═════ DATASET RECORDS
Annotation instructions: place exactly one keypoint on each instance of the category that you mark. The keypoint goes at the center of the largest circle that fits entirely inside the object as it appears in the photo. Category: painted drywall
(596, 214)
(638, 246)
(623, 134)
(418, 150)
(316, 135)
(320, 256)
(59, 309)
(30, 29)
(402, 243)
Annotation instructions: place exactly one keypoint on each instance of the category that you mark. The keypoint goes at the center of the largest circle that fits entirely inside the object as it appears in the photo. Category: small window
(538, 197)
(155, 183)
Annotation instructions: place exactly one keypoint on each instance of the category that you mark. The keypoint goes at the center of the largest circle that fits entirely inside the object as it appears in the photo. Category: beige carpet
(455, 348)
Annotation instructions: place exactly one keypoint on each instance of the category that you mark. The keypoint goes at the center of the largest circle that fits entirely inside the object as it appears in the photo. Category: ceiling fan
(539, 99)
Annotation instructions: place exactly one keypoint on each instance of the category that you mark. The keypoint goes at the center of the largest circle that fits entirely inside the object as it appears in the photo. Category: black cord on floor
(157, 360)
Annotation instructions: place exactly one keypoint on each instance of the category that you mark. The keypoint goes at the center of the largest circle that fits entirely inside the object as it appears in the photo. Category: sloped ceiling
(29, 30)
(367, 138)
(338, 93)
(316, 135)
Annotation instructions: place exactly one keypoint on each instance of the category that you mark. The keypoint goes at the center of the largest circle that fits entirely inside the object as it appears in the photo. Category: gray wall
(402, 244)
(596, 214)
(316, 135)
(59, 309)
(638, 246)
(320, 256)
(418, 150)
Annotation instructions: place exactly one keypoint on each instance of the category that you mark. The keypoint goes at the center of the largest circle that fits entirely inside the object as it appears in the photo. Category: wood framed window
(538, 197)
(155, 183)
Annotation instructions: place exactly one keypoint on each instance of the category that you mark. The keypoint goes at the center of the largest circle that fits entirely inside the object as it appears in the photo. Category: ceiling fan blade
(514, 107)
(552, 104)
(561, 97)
══════════
TASK OBJECTIVE: Rewrite the records starting at the line that contains "ceiling fan blade" and ending at the end of the records, replacing "largest" with "biggest" and leaving everything else unchanged.

EXERCISE RESPONSE:
Annotation instructions: place exactly one keypoint on each instance of the category that you mark. The keypoint goes at the center of the biggest circle that fits entirely inside the object as it appears in the photo. Category: ceiling fan blade
(514, 107)
(552, 104)
(561, 97)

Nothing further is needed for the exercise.